= Data section =
= = = = = = =

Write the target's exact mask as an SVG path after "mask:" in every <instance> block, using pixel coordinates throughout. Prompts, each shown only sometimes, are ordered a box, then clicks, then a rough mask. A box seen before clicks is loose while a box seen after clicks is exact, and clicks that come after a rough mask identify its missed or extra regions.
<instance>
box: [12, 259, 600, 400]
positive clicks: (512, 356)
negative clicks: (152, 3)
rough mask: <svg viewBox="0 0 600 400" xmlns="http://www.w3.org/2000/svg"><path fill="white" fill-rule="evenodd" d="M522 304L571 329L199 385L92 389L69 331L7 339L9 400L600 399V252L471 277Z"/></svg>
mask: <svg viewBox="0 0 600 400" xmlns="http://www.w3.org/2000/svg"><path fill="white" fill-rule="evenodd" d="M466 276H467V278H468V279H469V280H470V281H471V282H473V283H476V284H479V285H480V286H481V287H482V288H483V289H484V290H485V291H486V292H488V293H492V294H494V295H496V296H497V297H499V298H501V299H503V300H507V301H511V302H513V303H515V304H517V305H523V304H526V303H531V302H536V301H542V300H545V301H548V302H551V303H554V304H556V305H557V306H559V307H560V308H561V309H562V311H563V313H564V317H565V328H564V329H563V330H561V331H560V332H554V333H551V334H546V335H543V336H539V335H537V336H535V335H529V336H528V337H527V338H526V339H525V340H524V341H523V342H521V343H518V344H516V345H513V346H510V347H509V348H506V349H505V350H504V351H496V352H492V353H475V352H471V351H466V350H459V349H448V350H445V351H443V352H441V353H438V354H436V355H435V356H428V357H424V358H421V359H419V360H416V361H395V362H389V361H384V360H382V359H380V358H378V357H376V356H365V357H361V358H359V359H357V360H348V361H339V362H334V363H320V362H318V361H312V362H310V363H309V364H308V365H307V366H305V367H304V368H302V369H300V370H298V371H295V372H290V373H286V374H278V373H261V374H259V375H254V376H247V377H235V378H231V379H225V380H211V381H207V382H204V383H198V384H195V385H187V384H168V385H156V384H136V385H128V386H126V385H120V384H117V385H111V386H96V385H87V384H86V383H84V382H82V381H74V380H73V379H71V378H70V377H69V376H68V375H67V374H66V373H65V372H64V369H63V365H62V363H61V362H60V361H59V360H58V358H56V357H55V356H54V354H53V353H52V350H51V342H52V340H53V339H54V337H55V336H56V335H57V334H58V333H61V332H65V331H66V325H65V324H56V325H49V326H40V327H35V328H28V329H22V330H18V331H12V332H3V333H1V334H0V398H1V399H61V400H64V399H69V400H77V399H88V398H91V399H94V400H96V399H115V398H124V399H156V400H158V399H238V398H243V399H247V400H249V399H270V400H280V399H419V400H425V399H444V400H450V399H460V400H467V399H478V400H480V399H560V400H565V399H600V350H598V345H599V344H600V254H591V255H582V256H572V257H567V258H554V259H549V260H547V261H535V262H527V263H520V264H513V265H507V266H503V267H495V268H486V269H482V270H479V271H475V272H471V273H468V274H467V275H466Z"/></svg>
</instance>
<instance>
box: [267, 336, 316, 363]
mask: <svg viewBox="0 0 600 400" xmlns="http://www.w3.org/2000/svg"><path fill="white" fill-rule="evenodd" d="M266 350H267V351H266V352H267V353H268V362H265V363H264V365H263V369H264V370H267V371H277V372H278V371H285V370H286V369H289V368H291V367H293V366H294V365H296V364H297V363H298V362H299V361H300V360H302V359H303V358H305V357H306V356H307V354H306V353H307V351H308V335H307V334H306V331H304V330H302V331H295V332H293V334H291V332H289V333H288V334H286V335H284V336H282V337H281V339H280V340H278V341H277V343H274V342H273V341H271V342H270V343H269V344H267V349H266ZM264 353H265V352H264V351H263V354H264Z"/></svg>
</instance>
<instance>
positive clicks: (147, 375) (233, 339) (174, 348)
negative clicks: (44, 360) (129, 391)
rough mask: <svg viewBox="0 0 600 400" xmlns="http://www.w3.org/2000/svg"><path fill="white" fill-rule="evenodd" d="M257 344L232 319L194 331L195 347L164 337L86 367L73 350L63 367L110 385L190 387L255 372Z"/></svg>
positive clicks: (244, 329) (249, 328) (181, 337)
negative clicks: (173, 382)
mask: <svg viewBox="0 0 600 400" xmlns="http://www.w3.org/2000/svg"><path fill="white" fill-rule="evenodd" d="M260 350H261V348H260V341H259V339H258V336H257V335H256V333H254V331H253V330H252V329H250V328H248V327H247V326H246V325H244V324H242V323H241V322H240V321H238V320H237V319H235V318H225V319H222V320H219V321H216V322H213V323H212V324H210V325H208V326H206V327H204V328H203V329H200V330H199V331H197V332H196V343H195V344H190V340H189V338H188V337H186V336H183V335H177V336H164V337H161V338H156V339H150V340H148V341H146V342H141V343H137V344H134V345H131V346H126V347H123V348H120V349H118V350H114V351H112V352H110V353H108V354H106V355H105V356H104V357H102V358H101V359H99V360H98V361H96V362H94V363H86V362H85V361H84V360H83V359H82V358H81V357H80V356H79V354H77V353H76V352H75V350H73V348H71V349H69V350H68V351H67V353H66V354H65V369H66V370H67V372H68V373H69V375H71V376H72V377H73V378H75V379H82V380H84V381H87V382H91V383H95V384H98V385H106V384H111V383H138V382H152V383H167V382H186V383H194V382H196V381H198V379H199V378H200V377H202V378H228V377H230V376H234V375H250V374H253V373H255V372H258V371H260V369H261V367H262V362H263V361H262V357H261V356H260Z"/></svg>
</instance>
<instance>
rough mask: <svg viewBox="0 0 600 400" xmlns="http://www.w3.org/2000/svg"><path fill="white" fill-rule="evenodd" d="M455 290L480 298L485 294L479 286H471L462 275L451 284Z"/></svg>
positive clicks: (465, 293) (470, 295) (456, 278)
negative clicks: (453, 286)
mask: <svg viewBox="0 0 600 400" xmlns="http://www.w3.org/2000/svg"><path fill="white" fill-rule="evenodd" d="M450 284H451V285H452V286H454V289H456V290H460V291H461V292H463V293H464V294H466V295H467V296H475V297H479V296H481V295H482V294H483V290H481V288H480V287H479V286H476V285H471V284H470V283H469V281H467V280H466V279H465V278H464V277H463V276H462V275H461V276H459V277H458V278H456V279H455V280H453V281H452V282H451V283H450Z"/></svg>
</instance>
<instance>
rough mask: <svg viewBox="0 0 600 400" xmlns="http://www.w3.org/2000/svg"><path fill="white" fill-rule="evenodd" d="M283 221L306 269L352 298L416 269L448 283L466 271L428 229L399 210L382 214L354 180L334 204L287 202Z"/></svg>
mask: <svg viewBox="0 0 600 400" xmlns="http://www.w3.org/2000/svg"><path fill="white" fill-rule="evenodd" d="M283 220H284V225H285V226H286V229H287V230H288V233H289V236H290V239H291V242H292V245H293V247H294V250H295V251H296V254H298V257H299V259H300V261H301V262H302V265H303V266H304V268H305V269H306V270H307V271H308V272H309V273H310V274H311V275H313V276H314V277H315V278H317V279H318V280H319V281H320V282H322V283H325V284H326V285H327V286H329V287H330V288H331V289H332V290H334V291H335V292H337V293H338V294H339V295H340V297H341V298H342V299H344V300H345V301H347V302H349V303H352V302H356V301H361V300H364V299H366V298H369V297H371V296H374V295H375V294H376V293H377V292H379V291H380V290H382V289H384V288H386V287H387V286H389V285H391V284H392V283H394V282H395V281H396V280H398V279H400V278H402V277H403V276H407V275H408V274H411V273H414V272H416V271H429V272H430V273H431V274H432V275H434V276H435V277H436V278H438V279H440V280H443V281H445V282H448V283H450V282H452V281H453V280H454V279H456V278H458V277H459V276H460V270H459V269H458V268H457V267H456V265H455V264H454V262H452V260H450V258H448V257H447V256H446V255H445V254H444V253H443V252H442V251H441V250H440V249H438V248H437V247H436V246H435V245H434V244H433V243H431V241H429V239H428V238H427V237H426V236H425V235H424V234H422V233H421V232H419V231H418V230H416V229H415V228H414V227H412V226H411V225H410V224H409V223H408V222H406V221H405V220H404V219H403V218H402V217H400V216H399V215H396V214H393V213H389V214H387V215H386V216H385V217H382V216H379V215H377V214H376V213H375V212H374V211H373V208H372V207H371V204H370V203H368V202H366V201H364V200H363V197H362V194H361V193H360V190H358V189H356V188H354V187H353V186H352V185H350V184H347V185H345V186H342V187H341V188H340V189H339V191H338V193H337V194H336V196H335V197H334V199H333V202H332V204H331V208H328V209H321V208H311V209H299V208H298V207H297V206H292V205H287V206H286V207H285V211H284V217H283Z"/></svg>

= = = = = = =

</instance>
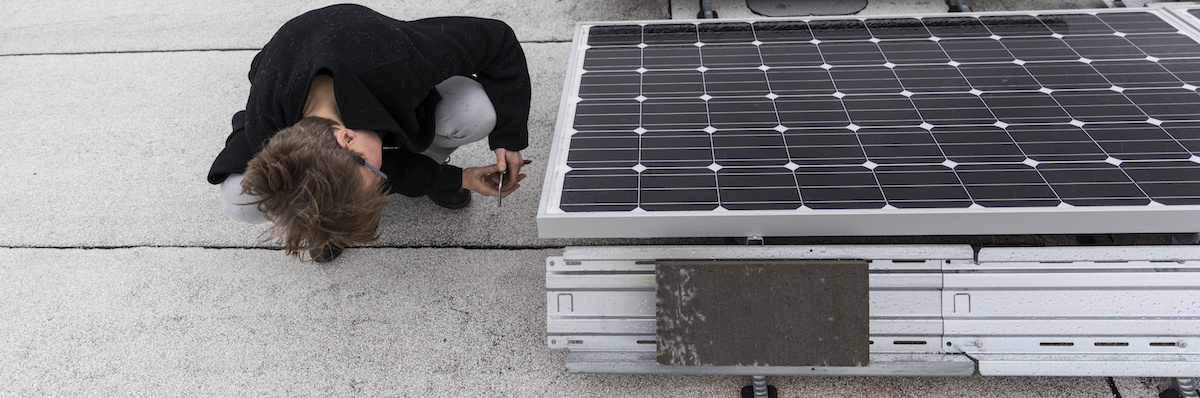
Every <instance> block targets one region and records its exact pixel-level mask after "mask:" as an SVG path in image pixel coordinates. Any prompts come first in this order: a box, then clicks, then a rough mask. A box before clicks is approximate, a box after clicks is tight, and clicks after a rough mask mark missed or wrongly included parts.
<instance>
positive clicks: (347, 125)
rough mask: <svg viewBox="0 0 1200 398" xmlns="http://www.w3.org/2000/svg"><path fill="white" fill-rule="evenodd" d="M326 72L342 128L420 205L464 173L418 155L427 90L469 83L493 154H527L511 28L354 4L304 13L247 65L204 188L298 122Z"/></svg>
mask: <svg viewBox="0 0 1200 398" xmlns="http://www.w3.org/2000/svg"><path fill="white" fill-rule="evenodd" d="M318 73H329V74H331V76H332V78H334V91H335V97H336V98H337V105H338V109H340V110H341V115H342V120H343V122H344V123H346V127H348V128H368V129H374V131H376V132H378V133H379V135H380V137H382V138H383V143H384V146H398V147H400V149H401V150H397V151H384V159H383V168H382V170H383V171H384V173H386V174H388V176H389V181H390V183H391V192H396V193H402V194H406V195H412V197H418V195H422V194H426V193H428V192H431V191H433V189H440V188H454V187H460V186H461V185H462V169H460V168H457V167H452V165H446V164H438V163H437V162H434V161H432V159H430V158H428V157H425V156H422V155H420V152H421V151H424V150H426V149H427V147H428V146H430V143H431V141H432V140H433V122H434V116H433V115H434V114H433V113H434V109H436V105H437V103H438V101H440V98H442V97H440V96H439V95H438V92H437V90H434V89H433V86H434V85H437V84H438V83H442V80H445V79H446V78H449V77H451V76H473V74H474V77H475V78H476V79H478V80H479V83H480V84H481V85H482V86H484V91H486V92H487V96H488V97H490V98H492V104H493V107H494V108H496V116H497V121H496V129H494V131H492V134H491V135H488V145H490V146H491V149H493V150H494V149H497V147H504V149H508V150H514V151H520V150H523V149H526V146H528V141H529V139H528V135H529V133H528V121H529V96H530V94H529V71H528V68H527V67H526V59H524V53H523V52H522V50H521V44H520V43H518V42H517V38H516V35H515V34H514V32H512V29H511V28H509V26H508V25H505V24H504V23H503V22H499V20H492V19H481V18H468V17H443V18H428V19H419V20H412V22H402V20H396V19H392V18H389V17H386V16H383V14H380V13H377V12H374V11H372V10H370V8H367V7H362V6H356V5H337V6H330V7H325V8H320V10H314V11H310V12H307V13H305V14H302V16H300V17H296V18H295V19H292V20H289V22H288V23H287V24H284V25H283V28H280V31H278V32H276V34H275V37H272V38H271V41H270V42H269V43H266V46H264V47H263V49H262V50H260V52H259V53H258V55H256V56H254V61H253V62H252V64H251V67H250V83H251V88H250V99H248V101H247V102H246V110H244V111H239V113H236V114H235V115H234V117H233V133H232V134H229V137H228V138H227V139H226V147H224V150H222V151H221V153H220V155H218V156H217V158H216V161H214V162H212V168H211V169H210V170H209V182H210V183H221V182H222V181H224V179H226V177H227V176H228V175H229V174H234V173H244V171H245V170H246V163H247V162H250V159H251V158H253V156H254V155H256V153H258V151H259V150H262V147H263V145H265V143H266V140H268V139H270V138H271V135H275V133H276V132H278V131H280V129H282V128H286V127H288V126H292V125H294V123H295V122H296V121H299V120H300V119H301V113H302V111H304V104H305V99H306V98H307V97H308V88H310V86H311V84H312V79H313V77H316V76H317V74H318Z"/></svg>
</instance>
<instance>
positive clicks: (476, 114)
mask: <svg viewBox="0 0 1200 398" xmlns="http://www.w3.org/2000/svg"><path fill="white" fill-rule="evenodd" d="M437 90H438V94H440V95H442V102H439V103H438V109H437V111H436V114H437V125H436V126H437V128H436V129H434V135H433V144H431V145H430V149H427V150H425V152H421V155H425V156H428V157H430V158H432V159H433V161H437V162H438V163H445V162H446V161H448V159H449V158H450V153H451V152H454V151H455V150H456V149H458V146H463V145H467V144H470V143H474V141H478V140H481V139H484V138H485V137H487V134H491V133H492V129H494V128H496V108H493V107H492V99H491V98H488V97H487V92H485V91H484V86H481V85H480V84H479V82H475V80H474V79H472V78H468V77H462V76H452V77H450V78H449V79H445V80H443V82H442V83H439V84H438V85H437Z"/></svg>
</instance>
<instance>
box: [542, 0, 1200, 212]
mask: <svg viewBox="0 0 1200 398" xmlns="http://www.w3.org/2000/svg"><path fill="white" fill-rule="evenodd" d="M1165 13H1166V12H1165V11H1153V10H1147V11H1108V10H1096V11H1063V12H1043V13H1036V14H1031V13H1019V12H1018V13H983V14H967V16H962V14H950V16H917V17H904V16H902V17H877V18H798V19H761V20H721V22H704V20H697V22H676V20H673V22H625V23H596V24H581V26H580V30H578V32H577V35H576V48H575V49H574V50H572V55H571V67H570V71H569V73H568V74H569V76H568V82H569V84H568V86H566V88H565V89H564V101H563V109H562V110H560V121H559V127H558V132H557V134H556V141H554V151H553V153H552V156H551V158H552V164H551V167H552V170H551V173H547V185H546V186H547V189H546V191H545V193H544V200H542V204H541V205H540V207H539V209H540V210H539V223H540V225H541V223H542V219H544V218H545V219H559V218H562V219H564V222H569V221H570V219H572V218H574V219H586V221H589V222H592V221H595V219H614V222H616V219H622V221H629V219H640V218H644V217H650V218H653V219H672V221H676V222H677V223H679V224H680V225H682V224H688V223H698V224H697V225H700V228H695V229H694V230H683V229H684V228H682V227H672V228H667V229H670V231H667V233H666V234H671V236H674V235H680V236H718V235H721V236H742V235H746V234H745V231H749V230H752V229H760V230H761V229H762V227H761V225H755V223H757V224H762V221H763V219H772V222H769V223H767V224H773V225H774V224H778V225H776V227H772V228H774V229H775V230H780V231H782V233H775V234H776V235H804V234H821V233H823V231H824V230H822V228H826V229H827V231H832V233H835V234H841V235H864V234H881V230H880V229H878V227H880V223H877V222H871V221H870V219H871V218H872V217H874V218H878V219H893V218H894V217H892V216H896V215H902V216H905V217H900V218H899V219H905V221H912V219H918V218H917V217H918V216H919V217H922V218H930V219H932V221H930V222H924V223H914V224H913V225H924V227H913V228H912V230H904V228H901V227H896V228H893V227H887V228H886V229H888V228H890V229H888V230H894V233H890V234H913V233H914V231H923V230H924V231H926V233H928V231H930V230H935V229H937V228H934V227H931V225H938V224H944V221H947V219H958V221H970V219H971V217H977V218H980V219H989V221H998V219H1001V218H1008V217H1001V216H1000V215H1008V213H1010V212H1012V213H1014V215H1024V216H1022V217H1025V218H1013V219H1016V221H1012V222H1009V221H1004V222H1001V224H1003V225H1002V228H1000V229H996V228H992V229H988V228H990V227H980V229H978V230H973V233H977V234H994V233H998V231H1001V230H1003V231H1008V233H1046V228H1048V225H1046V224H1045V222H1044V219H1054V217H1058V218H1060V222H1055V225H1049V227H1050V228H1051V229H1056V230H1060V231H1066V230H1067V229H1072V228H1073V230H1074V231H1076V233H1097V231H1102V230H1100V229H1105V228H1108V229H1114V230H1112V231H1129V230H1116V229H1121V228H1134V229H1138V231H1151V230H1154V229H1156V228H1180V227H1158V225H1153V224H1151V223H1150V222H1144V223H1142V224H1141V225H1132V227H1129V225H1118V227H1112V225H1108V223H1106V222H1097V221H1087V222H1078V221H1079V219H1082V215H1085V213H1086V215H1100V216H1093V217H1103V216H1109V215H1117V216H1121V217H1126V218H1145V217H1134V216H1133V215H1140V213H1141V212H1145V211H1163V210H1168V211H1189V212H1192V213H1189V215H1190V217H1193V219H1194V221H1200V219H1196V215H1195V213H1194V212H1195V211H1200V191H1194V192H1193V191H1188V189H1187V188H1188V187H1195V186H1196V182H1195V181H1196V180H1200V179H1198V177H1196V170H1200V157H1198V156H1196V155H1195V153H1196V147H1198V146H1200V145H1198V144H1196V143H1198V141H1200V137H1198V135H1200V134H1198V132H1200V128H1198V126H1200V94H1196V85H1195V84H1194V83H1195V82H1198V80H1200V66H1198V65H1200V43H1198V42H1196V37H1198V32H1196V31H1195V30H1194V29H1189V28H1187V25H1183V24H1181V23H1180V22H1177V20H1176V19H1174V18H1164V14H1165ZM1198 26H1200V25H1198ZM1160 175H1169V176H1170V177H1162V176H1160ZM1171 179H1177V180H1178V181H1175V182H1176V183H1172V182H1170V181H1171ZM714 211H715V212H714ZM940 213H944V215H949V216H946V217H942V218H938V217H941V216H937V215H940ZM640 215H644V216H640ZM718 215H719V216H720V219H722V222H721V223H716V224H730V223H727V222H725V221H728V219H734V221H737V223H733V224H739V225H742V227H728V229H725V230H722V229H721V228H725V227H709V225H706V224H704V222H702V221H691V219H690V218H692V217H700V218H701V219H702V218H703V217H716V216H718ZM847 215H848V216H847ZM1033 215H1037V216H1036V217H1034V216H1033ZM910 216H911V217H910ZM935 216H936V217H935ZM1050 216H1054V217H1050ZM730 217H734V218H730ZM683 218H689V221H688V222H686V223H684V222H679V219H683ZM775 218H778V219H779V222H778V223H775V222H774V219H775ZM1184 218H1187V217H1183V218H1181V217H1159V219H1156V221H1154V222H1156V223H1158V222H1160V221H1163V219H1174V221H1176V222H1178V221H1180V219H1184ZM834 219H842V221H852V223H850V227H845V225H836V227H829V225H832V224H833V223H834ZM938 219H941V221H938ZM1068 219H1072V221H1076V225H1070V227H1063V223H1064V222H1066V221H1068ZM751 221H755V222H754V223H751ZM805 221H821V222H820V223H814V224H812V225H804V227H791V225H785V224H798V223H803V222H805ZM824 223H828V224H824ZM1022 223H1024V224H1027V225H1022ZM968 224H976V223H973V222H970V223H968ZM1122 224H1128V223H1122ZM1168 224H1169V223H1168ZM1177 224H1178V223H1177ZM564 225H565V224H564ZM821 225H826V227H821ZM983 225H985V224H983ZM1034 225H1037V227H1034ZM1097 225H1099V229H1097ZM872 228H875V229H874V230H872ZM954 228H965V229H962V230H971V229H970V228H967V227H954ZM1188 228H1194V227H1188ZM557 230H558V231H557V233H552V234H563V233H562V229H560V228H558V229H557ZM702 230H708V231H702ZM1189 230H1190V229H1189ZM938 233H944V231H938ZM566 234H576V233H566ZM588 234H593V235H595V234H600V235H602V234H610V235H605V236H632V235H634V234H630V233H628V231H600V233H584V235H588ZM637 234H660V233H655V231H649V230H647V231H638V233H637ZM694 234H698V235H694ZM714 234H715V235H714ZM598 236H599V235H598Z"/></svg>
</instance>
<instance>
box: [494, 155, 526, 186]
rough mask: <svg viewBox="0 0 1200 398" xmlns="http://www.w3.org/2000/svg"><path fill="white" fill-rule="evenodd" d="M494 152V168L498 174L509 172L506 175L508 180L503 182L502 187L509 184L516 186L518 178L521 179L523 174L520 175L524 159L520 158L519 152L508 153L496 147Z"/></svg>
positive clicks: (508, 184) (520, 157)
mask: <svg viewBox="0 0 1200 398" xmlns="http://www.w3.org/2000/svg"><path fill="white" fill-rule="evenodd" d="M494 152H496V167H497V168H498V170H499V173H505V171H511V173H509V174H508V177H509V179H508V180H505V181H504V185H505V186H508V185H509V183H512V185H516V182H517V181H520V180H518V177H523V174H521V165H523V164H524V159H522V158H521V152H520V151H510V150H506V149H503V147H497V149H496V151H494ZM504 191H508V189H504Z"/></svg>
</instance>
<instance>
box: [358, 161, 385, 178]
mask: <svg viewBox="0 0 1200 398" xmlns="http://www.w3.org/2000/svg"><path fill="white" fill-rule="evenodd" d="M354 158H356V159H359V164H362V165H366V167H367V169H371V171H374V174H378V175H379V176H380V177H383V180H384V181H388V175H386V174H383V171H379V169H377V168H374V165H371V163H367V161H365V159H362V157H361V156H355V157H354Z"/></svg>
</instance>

= = = = = = =

= What you are asked to do =
Which of the lines in the material above contain "exact"? Copy each one out.

= Output =
Write the target's exact mask as an SVG path after "mask:" in every <instance> block, using pixel coordinates throughout. Prompts, each shown only sometimes, are ordered a box, then clicks, then a rough mask. A box seen before clicks is loose while a box seen after clicks is exact, and clicks that come after a rough mask identify its missed or extra regions.
Every <instance> block targets one region and records its exact pixel-level mask after "mask:" as an SVG path in image pixel coordinates. Any prompts come first in this order: a box, then clicks, then a rough mask. A box before clicks is approximate, a box after clicks is tight, and clicks after a rough mask mark missed or wrongly included parts.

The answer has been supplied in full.